Entradas da coleção:
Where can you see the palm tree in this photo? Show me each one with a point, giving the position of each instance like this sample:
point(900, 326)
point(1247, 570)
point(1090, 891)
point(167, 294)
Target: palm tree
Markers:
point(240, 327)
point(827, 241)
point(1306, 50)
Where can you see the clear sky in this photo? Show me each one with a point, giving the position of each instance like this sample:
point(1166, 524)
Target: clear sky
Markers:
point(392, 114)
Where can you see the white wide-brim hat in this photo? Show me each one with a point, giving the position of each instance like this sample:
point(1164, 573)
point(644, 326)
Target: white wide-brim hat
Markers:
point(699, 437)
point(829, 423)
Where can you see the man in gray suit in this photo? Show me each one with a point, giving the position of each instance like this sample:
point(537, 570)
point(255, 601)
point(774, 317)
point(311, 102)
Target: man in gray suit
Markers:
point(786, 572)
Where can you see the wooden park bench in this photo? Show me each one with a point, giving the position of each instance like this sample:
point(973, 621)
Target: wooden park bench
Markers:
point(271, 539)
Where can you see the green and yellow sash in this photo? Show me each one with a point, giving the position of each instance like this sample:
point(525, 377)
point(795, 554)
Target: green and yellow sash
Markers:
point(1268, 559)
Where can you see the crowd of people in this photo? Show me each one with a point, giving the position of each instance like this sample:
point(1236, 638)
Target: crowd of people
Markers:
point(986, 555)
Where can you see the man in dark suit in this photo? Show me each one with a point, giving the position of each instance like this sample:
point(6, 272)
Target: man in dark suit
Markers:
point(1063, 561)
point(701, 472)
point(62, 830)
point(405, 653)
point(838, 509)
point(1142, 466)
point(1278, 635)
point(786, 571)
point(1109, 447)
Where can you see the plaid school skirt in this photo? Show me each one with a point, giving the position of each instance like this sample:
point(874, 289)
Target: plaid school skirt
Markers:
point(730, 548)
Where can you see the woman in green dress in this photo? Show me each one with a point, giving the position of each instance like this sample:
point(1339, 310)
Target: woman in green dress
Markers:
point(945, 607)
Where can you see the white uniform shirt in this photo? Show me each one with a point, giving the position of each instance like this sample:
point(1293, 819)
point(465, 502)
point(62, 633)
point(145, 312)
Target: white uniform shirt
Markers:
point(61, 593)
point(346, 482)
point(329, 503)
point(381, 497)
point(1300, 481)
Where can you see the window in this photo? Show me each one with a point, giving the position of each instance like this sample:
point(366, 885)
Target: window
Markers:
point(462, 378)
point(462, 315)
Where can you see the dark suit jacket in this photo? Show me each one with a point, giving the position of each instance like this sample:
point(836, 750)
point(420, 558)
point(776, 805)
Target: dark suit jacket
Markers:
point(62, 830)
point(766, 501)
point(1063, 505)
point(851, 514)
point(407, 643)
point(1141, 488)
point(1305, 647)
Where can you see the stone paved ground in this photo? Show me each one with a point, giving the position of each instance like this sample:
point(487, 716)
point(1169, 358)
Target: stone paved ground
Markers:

→ **O que fazer**
Por favor, redimensione o trecho entre as linhas que contêm "Where can you see the man in dark" e "point(730, 548)", inclusive, reproduzindo todas essas linhas sem outras alterações. Multiplique por 2,1 apenas as coordenadas listadas depois de cada "Markers:" e arredonde-as para números inteiros, com o 0,5 arredondado para cima.

→ **Resposta abaixo**
Where can you see the man in dark suit in this photo? Show me each one with a point, giving the position of each instance like this sample:
point(6, 272)
Target: man in dark suit
Markers:
point(2232, 1178)
point(1472, 991)
point(130, 1743)
point(851, 1371)
point(1760, 1069)
point(2398, 979)
point(2684, 1334)
point(1651, 1199)
point(2329, 939)
Where can you see the plaid school skirt in this photo? Show me each one with a point, giving the position of each instance like this sample:
point(874, 289)
Target: plaid school skirt
Markers:
point(1533, 1151)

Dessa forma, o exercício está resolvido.